> _ТЕКСТ ДЛЯ ЧТЕНИЯ_:
########
19 ноября того же года я еще раз съездил в Берлин и был принят штандартенфюрером Элихом, который позже не только помог генералу А. А. Власову, но, может быть, спас его жизнь, скрыв от Гиммлера доказательства отрицательного отношения русского генерала к национал-социализму. В присутствии нескольких подчиненных Элиху офицеров я сказал, что отношение Германии к русскому народу приведет к катастрофе. Это было записано стенографом, но — к немалому моему удивлению — не повлекло неприятных последствий.

В марте 1943 года я написал состоявшему на службе отдела пропаганды германского гражданского управления в Варшаве Д-ру Карлу Грунд-манну, бывшему до войны польским гражданином и получившему образование в Польше, что в сознании населения оккупированной русской территории германское вторжение из военного похода — Feldzug — стало походом разбойничьим — Raubzug. Грундманн отнесся спокойно к этому резкому определению. Оно осталось безнаказанным даже тогда, когда он отослал мое письмо в Берлин, министерству пропаганды. Очевидно, существовали немцы — в том числе и национал-социалисты, — разделявшие мое мнение.

Все чаще возникал передо мной вопрос: чем кончится война для русских эмигрантов, доверивших мне свою судьбу? Что ждет их в случае все менее вероятной победы Гитлера? Принудительное переселение куда-либо в Бургундию или Ломбардию было бы счастливой участью. Расовое помешательство сулило худшее.

— Я вас очень уважаю, — сказал однажды не совсем трезвый полицейский офицер, которому я вручил прошение об облегчении чьей-то участи, — но, если фюрер прикажет, я вас, конечно, расстреляю.

Поражение Германии грозило не немецкой, а советской пулей. Первым из членов Русского Комитета заговорил об этом со мной Б. К. По-стовский. Он упомянул Фельдкирх — небольшой австрийский город на границе Лихтенштейна. Я не предвидел, что увижу его в последние дни войны, при очень необычных обстоятельствах. Меня привлекал не он, а Равенсбург, расположенный в Вюртемберге, на пути из Ульма к Боденскому озеру. В мае 1944 года семейные обстоятельства дали мне случай там побывать. Попутно я остановился в Берлине для первой моей встречи с генералом А. А. Власовым.

Ничто — 20 июля — не отражало в Варшаве близости фронта. Днем — что случалось редко — я рано справился с текущими делами и вышел на узкую террасу, окаймлявшую фасад моей квартиры. Справа, над площадью Трех Крестов, плыл в воздухе серый купол костела Св. Александра, названного так при его закладке в честь русского монарха. Слева улица упиралась в Уяздовский госпиталь. В 1942 году на его задворках, за колючей проволокой, в грязных и вшивых бараках умирали от ран, голода, туберкулеза и тифа советские солдаты, искавшие спасения в плену и обреченные на безжалостное истребление.

Горсточка русских женщин, преодолев с моей помощью запреты и препятствия, пошла в эти бараки. Пренебрегая опасностью, она кормила голодных, помогала больным, утешала умирающих и заплатила за этот подвиг двумя жизнями. В июле 1944 года от уничтоженных бараков, на грязном пустыре, остались только поросшие бурьяном груды кирпича и досок. Бывшие жертвы этого ада — если уцелели — больше не нуждались в помощи. В чистых и сытых лагерях веял новый дух, предшественник Пражского манифеста и Русской Освободительной Армии.
########
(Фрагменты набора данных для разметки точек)
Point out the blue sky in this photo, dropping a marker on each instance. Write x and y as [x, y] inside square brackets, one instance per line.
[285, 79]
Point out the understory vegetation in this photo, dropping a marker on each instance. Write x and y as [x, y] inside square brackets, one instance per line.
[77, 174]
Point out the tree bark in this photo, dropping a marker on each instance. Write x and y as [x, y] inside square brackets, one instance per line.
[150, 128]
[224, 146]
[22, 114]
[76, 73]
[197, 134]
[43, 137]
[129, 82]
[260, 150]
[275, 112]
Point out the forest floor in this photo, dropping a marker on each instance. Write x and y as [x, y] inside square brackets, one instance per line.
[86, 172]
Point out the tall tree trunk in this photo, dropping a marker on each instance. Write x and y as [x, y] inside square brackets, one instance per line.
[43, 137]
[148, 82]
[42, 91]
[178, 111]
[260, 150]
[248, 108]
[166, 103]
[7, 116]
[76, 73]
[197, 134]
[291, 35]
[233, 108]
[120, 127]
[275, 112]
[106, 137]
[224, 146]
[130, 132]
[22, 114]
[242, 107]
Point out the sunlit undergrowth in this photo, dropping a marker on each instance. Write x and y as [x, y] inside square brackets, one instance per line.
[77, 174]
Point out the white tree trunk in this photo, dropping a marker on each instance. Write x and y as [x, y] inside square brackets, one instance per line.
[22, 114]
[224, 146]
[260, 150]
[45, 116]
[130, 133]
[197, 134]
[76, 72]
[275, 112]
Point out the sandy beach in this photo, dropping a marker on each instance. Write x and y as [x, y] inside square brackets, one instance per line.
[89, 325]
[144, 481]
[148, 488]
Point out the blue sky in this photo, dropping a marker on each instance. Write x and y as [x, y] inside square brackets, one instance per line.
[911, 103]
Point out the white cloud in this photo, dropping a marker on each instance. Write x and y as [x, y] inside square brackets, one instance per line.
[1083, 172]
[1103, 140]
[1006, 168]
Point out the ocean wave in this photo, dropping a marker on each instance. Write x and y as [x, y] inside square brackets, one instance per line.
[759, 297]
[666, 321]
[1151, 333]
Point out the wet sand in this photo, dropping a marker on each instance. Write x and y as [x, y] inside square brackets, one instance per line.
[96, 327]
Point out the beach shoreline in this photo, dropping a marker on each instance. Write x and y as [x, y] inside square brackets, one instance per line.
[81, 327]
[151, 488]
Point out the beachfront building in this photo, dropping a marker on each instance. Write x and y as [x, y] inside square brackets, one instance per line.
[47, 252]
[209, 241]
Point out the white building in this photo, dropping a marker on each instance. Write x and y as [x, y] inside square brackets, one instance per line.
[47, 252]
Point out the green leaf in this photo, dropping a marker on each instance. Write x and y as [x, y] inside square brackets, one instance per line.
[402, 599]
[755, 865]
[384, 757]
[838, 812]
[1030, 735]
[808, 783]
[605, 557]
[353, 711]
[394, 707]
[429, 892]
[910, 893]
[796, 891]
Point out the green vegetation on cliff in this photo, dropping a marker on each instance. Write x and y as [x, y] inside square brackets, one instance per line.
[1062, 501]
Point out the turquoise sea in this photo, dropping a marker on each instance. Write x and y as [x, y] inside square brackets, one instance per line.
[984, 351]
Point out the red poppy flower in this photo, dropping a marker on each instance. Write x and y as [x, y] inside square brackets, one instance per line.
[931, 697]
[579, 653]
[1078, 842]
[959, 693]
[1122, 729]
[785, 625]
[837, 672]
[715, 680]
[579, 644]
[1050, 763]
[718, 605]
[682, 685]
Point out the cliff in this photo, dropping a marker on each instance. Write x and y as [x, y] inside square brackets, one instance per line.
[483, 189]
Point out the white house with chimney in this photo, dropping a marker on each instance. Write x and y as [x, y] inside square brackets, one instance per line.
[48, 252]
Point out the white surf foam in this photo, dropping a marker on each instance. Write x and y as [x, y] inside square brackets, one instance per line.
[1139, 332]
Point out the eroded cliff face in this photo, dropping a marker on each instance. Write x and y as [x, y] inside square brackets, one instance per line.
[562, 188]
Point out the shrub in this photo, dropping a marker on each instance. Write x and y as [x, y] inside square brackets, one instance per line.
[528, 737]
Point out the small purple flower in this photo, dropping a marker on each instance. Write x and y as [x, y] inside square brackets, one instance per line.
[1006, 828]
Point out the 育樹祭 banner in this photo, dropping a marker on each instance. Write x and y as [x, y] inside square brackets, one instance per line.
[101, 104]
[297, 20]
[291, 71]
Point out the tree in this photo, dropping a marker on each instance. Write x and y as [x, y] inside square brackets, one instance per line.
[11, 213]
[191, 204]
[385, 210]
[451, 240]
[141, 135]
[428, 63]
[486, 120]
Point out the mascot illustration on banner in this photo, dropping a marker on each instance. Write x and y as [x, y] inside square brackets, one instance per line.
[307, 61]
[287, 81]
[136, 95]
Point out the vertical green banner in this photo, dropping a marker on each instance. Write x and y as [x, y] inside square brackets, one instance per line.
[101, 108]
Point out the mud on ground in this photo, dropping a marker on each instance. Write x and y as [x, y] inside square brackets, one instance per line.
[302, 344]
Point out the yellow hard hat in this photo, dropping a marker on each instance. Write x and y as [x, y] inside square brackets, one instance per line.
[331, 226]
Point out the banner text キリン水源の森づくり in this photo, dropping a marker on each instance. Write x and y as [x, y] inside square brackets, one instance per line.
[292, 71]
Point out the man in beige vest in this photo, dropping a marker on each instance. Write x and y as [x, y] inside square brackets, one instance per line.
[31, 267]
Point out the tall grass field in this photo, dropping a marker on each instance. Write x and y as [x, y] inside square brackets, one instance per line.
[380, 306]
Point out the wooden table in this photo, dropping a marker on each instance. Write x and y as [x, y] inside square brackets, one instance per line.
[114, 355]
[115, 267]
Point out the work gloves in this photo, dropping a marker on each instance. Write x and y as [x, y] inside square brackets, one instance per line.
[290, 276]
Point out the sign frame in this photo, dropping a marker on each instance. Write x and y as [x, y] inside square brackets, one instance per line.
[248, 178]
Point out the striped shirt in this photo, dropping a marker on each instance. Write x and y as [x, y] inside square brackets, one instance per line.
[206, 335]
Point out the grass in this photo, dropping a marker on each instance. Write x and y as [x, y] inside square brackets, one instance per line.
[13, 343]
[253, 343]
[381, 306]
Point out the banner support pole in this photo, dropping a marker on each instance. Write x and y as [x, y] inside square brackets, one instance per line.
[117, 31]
########
> _НАД ЧЕМ РАБОТАТЬ_:
1. Определите, соответствуют ли тексту для чтения утверждения (а) «Штандартенфюрер Элих принял автора в Берлине 19 ноября», (б) «Грундманн переслал письмо в министерство иностранных дел» и (в) «Постовский упомянул Равенсбург». Ответьте «да» или «нет» и подтвердите ответ точной цитатой из текста.
2. Ответьте по тексту для чтения на вопросы:
(а) Где служил Д-р Карл Грундманн?
(б) Где расположен Равенсбург?
(в) Что осталось от бараков к июлю 1944 года?
3. Выпишите из текста для чтения все обозначения времени, которые содержат число.

> _ОТВЕТЫ К УПРАЖНЕНИЮ_:
1.
(а) Да: «19 ноября того же года я еще раз съездил в Берлин и был принят штандартенфюрером Элихом».
(б) Нет: «он отослал мое письмо в Берлин, министерству пропаганды».
(в) Нет: «Он упомянул Фельдкирх — небольшой австрийский город на границе Лихтенштейна».

2.
(а) В отделе пропаганды германского гражданского управления в Варшаве.
(б) В Вюртемберге, на пути из Ульма к Боденскому озеру.
(в) Только поросшие бурьяном груды кирпича и досок.

3. 19 ноября; март 1943 года; май 1944 года; 20 июля; 1942 год; июль 1944 года.